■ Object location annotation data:

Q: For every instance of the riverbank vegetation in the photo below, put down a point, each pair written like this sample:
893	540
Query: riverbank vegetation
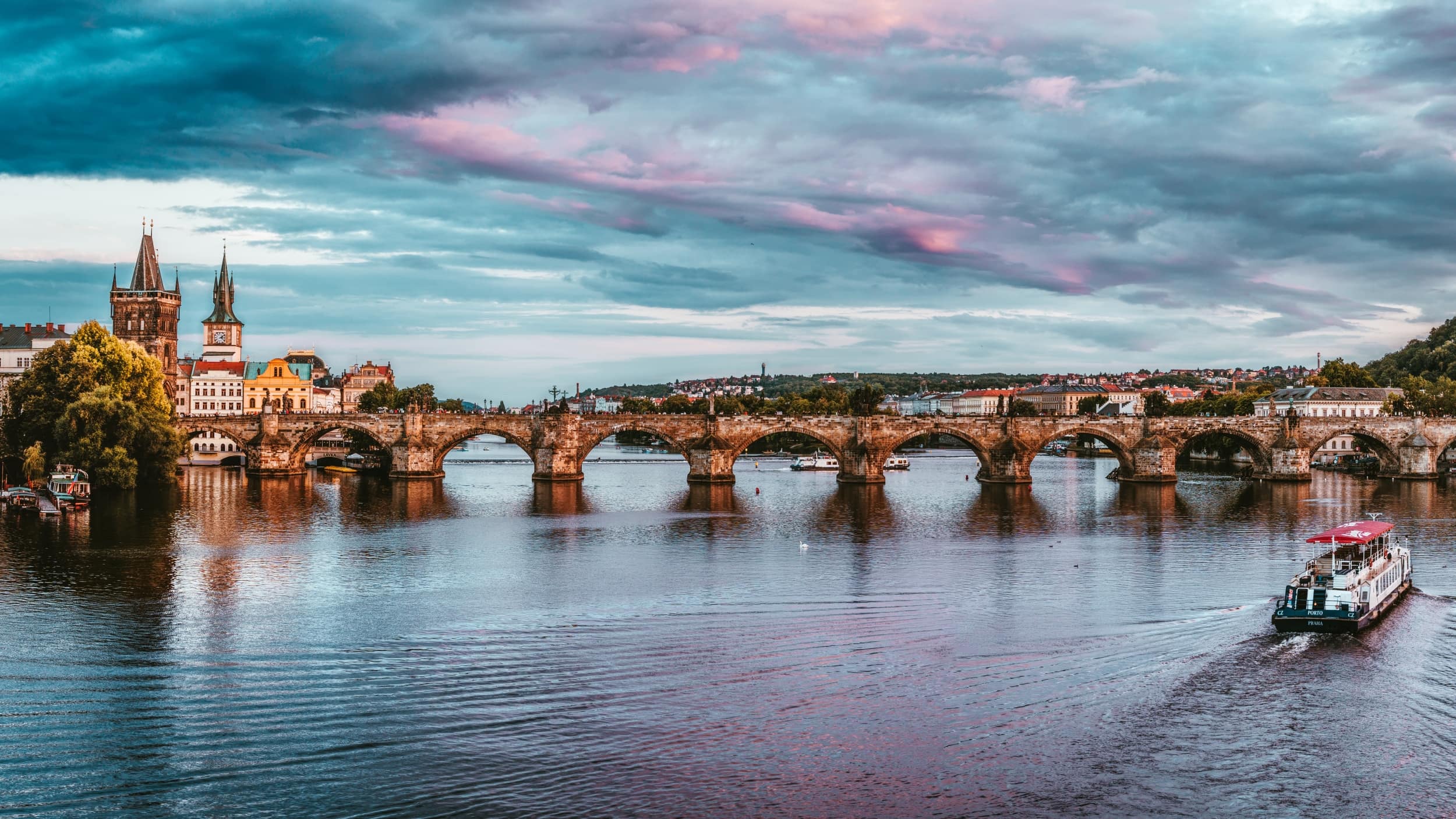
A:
97	403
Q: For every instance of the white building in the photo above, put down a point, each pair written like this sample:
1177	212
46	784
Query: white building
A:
1324	401
19	343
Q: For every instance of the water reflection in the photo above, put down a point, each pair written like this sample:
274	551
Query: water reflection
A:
490	646
560	497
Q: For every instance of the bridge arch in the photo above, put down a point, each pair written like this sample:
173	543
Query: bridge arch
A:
979	446
1373	443
241	448
299	452
632	426
1257	449
744	440
484	429
1120	449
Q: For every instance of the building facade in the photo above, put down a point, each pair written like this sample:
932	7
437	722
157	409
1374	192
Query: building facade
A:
360	379
1326	401
18	347
277	384
146	312
1061	398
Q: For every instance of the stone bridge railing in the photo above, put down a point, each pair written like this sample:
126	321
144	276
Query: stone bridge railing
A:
1146	448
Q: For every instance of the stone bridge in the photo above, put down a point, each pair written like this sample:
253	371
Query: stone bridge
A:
1146	449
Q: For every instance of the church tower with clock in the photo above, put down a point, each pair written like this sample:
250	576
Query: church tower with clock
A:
222	331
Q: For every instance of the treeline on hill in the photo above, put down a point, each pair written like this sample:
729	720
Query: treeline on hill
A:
893	384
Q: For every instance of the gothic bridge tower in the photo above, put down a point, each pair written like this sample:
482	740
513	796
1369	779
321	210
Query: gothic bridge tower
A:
222	331
147	312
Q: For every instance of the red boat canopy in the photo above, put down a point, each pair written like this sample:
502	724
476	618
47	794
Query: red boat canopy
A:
1358	532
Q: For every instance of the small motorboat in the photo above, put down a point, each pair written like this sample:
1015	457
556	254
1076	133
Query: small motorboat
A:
69	487
814	463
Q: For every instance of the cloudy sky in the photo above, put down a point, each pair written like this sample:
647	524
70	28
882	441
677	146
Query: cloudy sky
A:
501	196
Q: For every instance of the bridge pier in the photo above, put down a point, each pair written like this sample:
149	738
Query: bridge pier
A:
863	465
1417	458
271	452
1154	461
1005	464
709	461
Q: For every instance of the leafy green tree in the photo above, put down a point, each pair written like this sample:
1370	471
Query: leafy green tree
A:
865	400
380	397
1340	373
34	464
101	404
1155	404
637	405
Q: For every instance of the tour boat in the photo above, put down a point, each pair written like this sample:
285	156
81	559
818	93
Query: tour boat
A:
69	487
1350	586
814	463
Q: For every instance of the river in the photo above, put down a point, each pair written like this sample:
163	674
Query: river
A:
344	646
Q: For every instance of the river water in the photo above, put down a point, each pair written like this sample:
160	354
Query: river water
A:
344	646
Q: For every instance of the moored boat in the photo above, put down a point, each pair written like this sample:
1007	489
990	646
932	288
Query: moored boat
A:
19	500
69	487
1350	586
814	463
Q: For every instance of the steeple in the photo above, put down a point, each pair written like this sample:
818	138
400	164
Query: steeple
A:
146	274
223	296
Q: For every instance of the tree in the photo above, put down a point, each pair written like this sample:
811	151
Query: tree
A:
34	464
1155	404
1021	408
101	404
1338	373
865	400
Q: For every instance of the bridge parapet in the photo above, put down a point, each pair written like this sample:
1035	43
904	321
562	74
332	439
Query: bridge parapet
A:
1146	449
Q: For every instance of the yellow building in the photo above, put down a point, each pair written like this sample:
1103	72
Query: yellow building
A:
289	388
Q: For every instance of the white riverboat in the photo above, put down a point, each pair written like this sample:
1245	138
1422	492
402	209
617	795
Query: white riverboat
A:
814	463
1349	588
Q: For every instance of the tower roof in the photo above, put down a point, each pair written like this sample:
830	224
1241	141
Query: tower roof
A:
223	296
146	274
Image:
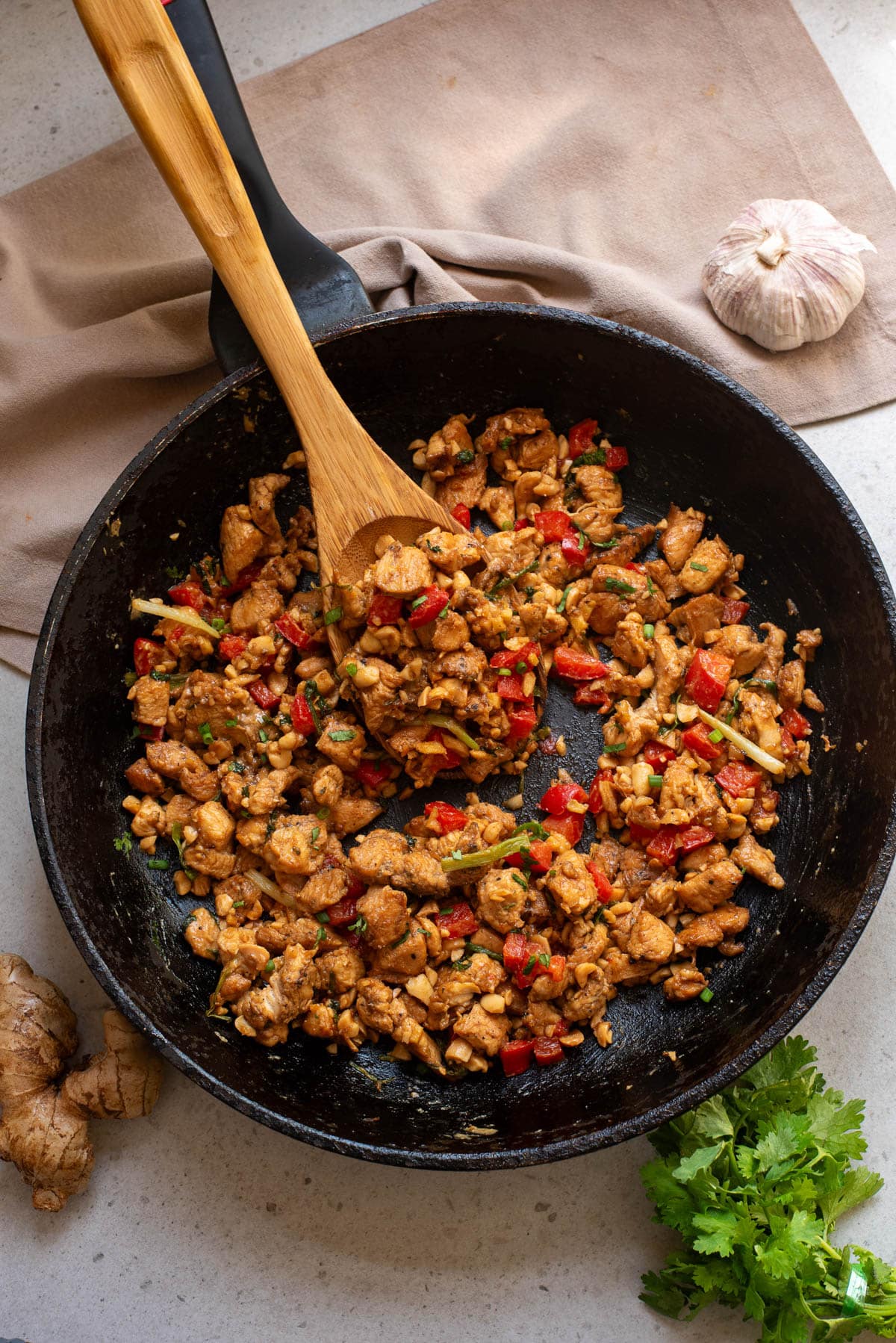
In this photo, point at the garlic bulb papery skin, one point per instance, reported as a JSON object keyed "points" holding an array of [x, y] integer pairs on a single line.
{"points": [[785, 273]]}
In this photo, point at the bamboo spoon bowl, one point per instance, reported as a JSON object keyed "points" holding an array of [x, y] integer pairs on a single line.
{"points": [[359, 493]]}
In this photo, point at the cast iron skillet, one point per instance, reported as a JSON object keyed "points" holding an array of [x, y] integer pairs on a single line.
{"points": [[694, 435]]}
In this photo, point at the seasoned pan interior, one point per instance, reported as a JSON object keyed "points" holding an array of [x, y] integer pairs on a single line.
{"points": [[692, 438]]}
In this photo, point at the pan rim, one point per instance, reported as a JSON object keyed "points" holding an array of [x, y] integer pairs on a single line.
{"points": [[529, 1156]]}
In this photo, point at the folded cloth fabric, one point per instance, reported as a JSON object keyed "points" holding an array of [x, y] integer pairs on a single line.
{"points": [[529, 151]]}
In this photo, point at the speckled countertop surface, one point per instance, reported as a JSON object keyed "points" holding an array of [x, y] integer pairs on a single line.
{"points": [[200, 1225]]}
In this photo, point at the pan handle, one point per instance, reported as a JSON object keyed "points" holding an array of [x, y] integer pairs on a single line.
{"points": [[324, 288]]}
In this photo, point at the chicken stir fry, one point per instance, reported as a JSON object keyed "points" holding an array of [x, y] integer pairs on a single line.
{"points": [[469, 937]]}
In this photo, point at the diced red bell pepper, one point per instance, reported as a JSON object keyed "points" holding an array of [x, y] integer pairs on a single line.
{"points": [[553, 524], [695, 837], [696, 739], [707, 678], [450, 759], [575, 665], [385, 610], [664, 846], [458, 922], [559, 795], [293, 631], [149, 733], [432, 601], [508, 658], [511, 688], [659, 757], [732, 612], [516, 1056], [795, 723], [188, 594], [547, 1050], [739, 779], [575, 550], [521, 723], [148, 654], [447, 817], [246, 578], [602, 883], [590, 695], [595, 801], [302, 718], [264, 698], [343, 912], [570, 826], [539, 858], [581, 438], [230, 646], [374, 774]]}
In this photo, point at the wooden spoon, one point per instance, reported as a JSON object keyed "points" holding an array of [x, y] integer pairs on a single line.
{"points": [[359, 493]]}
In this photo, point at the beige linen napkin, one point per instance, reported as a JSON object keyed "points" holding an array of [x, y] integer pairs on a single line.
{"points": [[535, 151]]}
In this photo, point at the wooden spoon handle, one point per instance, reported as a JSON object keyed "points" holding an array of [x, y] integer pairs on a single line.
{"points": [[156, 84]]}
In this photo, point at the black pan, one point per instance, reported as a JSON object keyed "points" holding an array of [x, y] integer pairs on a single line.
{"points": [[694, 435]]}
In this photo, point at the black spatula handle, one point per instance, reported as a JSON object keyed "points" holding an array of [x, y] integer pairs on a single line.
{"points": [[324, 288]]}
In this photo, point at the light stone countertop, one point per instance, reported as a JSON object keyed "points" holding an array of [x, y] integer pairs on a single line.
{"points": [[200, 1225]]}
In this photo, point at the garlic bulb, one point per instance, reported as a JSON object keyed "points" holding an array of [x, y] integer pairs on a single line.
{"points": [[785, 272]]}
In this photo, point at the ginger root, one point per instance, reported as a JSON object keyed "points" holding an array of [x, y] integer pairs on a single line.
{"points": [[43, 1129]]}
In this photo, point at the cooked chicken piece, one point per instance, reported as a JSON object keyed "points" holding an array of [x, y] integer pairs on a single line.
{"points": [[465, 486], [756, 720], [741, 644], [703, 890], [706, 565], [213, 863], [499, 503], [262, 491], [178, 762], [240, 542], [484, 1030], [351, 814], [806, 644], [202, 934], [287, 994], [386, 858], [687, 795], [386, 914], [650, 937], [215, 825], [679, 539], [452, 633], [144, 779], [449, 551], [699, 617], [684, 982], [335, 742], [598, 486], [571, 884], [449, 447], [501, 896], [151, 701], [759, 863], [403, 571], [255, 610], [711, 928], [296, 846], [379, 1010], [629, 641], [791, 684]]}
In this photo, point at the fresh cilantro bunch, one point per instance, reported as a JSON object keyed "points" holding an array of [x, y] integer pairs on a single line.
{"points": [[754, 1179]]}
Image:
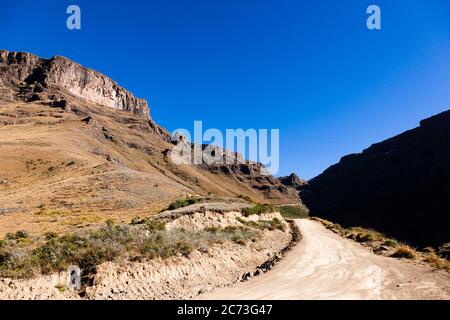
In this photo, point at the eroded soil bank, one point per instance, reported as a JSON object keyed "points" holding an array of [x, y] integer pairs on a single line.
{"points": [[179, 277]]}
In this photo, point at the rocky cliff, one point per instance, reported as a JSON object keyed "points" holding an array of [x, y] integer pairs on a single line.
{"points": [[25, 69], [400, 186]]}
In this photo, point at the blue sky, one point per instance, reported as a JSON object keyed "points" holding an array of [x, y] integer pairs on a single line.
{"points": [[310, 68]]}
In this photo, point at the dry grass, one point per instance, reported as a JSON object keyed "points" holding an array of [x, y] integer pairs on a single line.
{"points": [[383, 245], [22, 256], [404, 251], [440, 263]]}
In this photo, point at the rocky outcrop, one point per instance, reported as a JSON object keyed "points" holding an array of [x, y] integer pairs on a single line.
{"points": [[292, 181], [22, 69], [400, 186]]}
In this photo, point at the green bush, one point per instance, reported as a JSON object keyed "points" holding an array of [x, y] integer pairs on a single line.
{"points": [[184, 203], [390, 242], [110, 243], [258, 209], [294, 212], [274, 224]]}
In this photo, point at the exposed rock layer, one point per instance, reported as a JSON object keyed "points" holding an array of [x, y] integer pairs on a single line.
{"points": [[65, 74]]}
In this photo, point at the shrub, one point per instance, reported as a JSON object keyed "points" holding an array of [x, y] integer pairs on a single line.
{"points": [[294, 212], [110, 243], [183, 203], [258, 209], [390, 242], [151, 224], [437, 261], [404, 251], [19, 235], [274, 224]]}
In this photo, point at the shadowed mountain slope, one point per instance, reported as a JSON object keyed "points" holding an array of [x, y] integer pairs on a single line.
{"points": [[400, 186]]}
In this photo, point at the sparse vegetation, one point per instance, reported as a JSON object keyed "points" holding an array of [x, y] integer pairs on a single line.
{"points": [[274, 224], [390, 242], [143, 238], [258, 209], [405, 252], [390, 247], [246, 198], [294, 212]]}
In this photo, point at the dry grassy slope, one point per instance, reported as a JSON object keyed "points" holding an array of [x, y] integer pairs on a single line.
{"points": [[59, 173]]}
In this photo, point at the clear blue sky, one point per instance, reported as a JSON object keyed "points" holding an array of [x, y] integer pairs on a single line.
{"points": [[310, 68]]}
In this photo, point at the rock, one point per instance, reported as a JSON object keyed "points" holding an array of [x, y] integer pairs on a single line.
{"points": [[65, 74], [399, 186], [292, 181]]}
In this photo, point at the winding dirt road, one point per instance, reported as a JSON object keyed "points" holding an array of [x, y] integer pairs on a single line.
{"points": [[326, 266]]}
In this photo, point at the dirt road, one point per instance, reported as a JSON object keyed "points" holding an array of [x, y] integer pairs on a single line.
{"points": [[326, 266]]}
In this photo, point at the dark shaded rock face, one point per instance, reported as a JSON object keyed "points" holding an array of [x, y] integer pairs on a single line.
{"points": [[400, 186], [292, 181]]}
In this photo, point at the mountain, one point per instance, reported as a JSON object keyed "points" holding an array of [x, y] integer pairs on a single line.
{"points": [[77, 148], [400, 186]]}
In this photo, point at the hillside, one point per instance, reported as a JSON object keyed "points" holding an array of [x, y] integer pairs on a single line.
{"points": [[400, 186], [77, 149]]}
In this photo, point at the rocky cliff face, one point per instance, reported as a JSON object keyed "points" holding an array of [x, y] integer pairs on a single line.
{"points": [[58, 72], [400, 186]]}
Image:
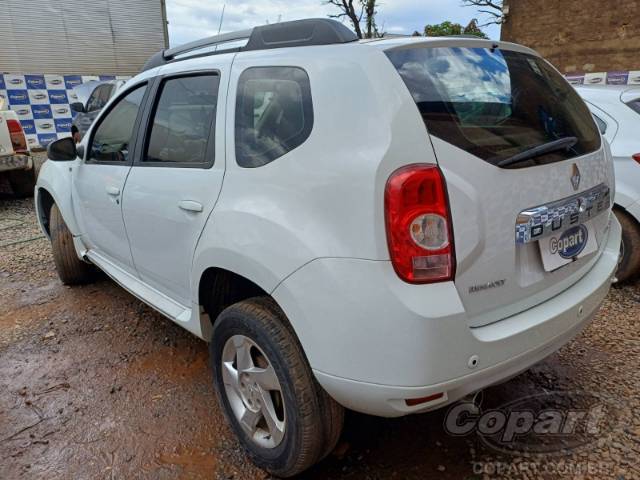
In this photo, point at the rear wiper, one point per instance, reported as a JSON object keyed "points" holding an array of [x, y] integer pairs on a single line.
{"points": [[560, 144]]}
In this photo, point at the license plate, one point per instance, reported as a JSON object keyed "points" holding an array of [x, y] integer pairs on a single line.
{"points": [[565, 246]]}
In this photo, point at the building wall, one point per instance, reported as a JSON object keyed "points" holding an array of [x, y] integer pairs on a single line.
{"points": [[80, 37], [578, 35]]}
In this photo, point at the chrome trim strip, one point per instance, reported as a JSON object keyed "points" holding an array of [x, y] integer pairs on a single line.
{"points": [[539, 222]]}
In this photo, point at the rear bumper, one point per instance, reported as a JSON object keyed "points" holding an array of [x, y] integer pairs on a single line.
{"points": [[15, 162], [372, 347]]}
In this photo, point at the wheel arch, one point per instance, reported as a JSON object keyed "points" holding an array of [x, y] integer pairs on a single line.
{"points": [[54, 187], [219, 288]]}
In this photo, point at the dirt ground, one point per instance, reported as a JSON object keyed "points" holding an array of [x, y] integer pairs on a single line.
{"points": [[94, 384]]}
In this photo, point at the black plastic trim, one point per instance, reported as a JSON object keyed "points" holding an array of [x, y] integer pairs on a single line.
{"points": [[298, 33]]}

■ Given exercise:
Reproduce precisely the lines of the entries above, from the one containing "In this photo, point at the rocky cliff face, one" through the final one, both ends included, and omit the pictures.

■ Solution to this problem:
In this photo, point at the rocky cliff face, one point per instance, reported as a JSON object keyed "points" holding an array of [x, y] integer pairs on a single line.
{"points": [[58, 72], [400, 186]]}
Image:
In this photo, point at the rear wiper, one point per instance, reported as a JSON object keyed "points" holding an array of [x, y] integer pairs on a single line.
{"points": [[560, 144]]}
In this photo, point at the license plate, one point per instance, reported as a JSON object keyed "points" holding an array of [x, y] integer pairs on a single line.
{"points": [[565, 246]]}
In this photo, point at the building wall, one point per instance, reported as a JSON object keyed "points" holding an array of [x, y] integer pairs on a single line.
{"points": [[80, 37], [578, 35]]}
In this photo, point at the chrome trim strip, one point per instance, reported as a JSON object keyed "points" holding an array of [x, y] integer pairs on a single line.
{"points": [[539, 222]]}
In this photo, point at the rear bumper, one point per instance, reported as a JSON object keyed "points" holding an array of [x, y] integer pairs on a single line.
{"points": [[15, 162], [372, 347]]}
In this photo, point at the wheel arch, one point per instance, reported as a JSON object keyed "points" holding an array of [x, y] integer pairs on a single line.
{"points": [[54, 187], [219, 288]]}
In this photo, point at the dirt ground, one point per instance, reported as a JSON object keyed "points" holding an array of [x, y] integer pairs on a single line.
{"points": [[94, 384]]}
In this photo, point at the black plastic trim, one point per instance, reported as a JSON object keyed "points" holding an array of [x, y] integer pairs on a single line.
{"points": [[298, 33]]}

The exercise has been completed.